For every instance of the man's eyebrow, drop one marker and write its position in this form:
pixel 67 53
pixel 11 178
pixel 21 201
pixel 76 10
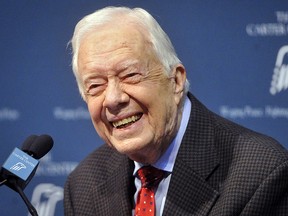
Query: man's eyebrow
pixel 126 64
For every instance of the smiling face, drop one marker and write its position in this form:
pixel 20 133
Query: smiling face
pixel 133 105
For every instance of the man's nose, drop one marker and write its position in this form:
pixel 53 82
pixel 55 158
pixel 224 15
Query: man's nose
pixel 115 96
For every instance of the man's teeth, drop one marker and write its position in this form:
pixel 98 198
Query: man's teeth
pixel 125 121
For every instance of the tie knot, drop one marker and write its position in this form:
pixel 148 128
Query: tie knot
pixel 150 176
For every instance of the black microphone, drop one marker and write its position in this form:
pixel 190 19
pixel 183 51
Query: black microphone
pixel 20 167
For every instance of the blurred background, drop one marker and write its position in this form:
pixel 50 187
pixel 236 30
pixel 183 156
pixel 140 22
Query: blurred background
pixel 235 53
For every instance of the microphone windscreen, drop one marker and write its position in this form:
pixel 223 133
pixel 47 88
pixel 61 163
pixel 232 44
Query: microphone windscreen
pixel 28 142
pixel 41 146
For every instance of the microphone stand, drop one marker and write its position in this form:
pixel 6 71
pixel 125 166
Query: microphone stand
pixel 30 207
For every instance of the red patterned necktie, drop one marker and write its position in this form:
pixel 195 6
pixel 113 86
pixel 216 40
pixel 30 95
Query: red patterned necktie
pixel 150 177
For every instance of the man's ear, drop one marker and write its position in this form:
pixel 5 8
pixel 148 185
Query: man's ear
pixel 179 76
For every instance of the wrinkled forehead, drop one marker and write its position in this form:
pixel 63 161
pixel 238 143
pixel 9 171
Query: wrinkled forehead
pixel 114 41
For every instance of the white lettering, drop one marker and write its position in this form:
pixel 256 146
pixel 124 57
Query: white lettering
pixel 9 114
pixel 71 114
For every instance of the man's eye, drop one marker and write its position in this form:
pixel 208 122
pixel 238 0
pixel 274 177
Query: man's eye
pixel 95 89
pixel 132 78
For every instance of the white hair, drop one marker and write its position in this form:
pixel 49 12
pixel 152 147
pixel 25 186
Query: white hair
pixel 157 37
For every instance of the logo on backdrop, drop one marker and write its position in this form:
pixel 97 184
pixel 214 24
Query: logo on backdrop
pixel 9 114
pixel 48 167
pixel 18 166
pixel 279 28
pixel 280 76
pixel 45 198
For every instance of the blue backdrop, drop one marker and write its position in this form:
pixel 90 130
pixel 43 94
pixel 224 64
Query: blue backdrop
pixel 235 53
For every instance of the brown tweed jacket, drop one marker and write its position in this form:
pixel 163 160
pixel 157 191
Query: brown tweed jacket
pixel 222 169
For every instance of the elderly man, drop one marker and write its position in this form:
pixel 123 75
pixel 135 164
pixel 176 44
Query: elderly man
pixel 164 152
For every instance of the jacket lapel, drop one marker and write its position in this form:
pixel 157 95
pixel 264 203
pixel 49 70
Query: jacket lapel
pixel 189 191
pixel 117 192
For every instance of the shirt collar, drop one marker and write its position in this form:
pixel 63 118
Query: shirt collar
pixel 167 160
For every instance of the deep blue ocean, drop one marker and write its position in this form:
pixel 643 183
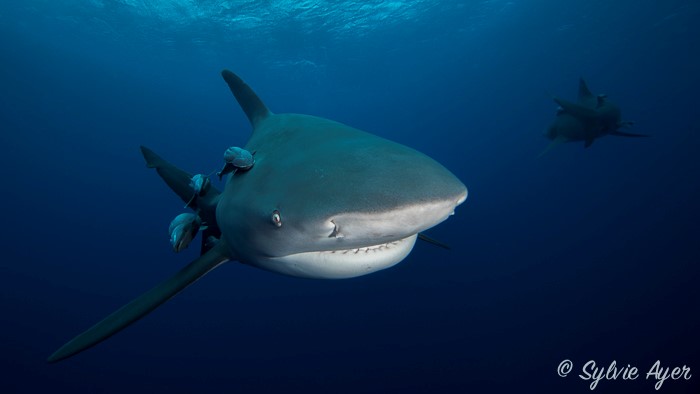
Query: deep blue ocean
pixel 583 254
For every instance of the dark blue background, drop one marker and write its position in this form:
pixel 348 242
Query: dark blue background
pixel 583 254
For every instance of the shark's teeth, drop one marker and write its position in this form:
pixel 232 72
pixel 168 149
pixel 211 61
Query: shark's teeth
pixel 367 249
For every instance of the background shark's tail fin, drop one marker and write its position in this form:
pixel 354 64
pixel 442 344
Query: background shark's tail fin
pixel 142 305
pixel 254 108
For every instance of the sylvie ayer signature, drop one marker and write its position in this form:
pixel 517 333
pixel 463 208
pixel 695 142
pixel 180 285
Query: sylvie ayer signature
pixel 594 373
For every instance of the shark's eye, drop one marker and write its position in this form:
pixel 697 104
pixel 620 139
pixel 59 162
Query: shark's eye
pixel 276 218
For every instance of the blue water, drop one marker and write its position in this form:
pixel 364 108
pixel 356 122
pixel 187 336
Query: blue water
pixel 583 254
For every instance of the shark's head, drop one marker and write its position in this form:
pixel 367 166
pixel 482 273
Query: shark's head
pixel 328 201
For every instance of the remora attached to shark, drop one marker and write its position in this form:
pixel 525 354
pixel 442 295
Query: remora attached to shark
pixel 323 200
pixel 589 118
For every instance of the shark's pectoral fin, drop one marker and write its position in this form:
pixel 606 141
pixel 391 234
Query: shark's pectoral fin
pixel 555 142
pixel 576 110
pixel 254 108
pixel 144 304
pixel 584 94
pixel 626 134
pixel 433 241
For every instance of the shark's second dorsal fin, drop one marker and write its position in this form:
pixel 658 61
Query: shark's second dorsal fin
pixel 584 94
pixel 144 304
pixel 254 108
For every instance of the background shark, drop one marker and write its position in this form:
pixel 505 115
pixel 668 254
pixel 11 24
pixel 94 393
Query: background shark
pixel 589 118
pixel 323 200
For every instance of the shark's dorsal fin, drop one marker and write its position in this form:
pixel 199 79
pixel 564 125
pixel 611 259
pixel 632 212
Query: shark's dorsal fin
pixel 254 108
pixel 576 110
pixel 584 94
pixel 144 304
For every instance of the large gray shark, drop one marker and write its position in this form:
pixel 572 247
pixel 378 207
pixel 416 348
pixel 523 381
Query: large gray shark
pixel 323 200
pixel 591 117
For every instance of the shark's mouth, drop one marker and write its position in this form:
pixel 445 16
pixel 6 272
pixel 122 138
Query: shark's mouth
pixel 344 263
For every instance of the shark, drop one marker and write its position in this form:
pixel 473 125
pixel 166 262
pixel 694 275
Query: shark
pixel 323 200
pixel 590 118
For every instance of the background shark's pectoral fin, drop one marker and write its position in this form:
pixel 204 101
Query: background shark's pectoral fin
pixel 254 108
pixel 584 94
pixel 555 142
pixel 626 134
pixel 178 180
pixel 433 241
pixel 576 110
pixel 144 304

__________________________________________________

With the pictures removed, write the listing out word for word.

Solution to this problem ▸
For every instance of the man's eyebrow, drop one marker and write its position in this form:
pixel 67 53
pixel 11 178
pixel 21 201
pixel 76 10
Query: man's eyebrow
pixel 126 64
For every instance of the smiling face, drop one marker and write its position in this form:
pixel 20 133
Query: smiling face
pixel 133 105
For every instance of the man's nose, drop one marker and write its position in this form:
pixel 53 82
pixel 55 158
pixel 224 15
Query: man's nose
pixel 115 96
For every instance of the man's teeth, drop one marker and write its position in this form:
pixel 98 198
Query: man's teeth
pixel 125 121
For every instance of the tie knot, drop one marker and write its position in this form:
pixel 148 128
Query: tie knot
pixel 150 176
For every instance of the black microphone, drop one marker and write its position in this form:
pixel 190 19
pixel 183 51
Query: black microphone
pixel 20 167
For every instance of the blurred background, drop one marker and write its position in this form:
pixel 50 187
pixel 236 30
pixel 183 156
pixel 140 22
Query: blurred background
pixel 235 53
For every instance of the microphone windscreen, drop one marker and write its position in this form:
pixel 223 133
pixel 47 88
pixel 61 163
pixel 232 44
Query: microphone windscreen
pixel 28 142
pixel 41 146
For every instance of the microphone stand, drop one marker and write its position in this form:
pixel 6 71
pixel 125 166
Query: microphone stand
pixel 30 207
For every instance of the red patterned necktie, drop one marker and write its position in this form:
pixel 195 6
pixel 113 86
pixel 216 40
pixel 30 95
Query: red patterned necktie
pixel 150 177
For every instance of the man's ear, drop one marker and write its position in this form:
pixel 5 8
pixel 148 185
Query: man's ear
pixel 179 76
For every instance of the wrinkled forehead, drop one marker and write its position in this form:
pixel 63 161
pixel 238 143
pixel 9 171
Query: wrinkled forehead
pixel 114 41
For every instance of the white lettering, drop one marker and write its position in this form:
pixel 256 146
pixel 124 57
Query: white lettering
pixel 9 114
pixel 71 114
For every instance of the man's eye, drop one marker and write its position in this form:
pixel 208 122
pixel 238 0
pixel 274 177
Query: man's eye
pixel 95 89
pixel 132 78
For every instance of the white hair, drop one marker and write its position in this form:
pixel 49 12
pixel 152 147
pixel 25 186
Query: white hair
pixel 157 37
For every instance of the logo on backdrop, drop one marker and write its position in this form:
pixel 97 184
pixel 214 24
Query: logo on backdrop
pixel 9 114
pixel 48 167
pixel 18 166
pixel 279 28
pixel 280 76
pixel 45 198
For every instance of the blue backdrop, drop one marker and write its position in this form:
pixel 90 130
pixel 43 94
pixel 224 64
Query: blue backdrop
pixel 235 53
For every instance of the brown tweed jacket, drop one marker and write its position in this form:
pixel 163 160
pixel 157 191
Query: brown tweed jacket
pixel 222 169
For every instance of the elderly man, drop one marker and write its position in this form:
pixel 123 75
pixel 135 164
pixel 176 44
Query: elderly man
pixel 164 152
For every instance of the jacket lapel, drop one marker and write its position in this form:
pixel 157 95
pixel 264 203
pixel 49 70
Query: jacket lapel
pixel 189 191
pixel 117 192
For every instance of the shirt collar, drop one marker and write its position in this form:
pixel 63 118
Query: shirt collar
pixel 167 160
For every instance of the deep blue ocean, drop one marker and write its position in this form:
pixel 643 183
Query: deep blue ocean
pixel 583 254
For every instance of the dark blue background, drop one marker and write its position in this form:
pixel 348 242
Query: dark blue background
pixel 583 254
For every instance of the shark's teeth, drop one marker and write its position in this form:
pixel 232 72
pixel 168 149
pixel 211 61
Query: shark's teeth
pixel 367 249
For every instance of the background shark's tail fin, drop one marker and write its position in this form:
pixel 354 64
pixel 442 344
Query: background shark's tail fin
pixel 142 305
pixel 254 108
For every instance of the sylvie ayer signature, drop one marker and write its position in this form:
pixel 517 333
pixel 463 208
pixel 695 142
pixel 180 285
Query: sylvie ayer signature
pixel 594 373
For every instance of the shark's eye, drop one marker and write its position in this form:
pixel 697 104
pixel 620 139
pixel 59 162
Query: shark's eye
pixel 276 218
For every instance of the blue water, drop one marker and write its position in this form:
pixel 364 108
pixel 356 122
pixel 187 336
Query: blue water
pixel 583 254
For every instance of the shark's head, drop one marker and write its position in this form:
pixel 367 166
pixel 482 273
Query: shark's head
pixel 328 201
For every instance of the remora attached to shark, drop one marker and write its position in this form:
pixel 525 354
pixel 442 295
Query: remora attached to shark
pixel 323 200
pixel 589 118
For every instance of the shark's pectoral fin, drop one marker and write its position in this form:
pixel 606 141
pixel 391 234
Query: shark's pectoral fin
pixel 555 142
pixel 576 110
pixel 254 108
pixel 144 304
pixel 584 94
pixel 626 134
pixel 433 241
For every instance of the shark's second dorsal fin, drop one marker and write its position in this form:
pixel 658 61
Query: shark's second dorsal fin
pixel 584 94
pixel 144 304
pixel 254 108
For every instance of the background shark, drop one marker and write its position in this form:
pixel 505 115
pixel 668 254
pixel 11 24
pixel 94 393
Query: background shark
pixel 589 118
pixel 323 200
For every instance of the shark's dorsal fin, drop one marker and write its position in this form:
pixel 199 79
pixel 564 125
pixel 611 259
pixel 632 212
Query: shark's dorsal fin
pixel 254 108
pixel 576 110
pixel 584 94
pixel 144 304
For every instance of the large gray shark, drop one marker and write its position in this form:
pixel 572 247
pixel 378 207
pixel 416 348
pixel 523 381
Query: large gray shark
pixel 323 200
pixel 591 117
For every instance of the shark's mouth, drop one marker and write its position in this form:
pixel 445 16
pixel 6 272
pixel 122 138
Query: shark's mouth
pixel 344 263
For every instance of the shark, drop one marker and write its position in this form:
pixel 473 125
pixel 166 262
pixel 694 275
Query: shark
pixel 323 200
pixel 590 118
For every instance of the background shark's pectoral fin, drop one marker and write its position in this form:
pixel 204 101
Query: background shark's pectoral fin
pixel 254 108
pixel 584 94
pixel 555 142
pixel 626 134
pixel 178 180
pixel 433 241
pixel 576 110
pixel 144 304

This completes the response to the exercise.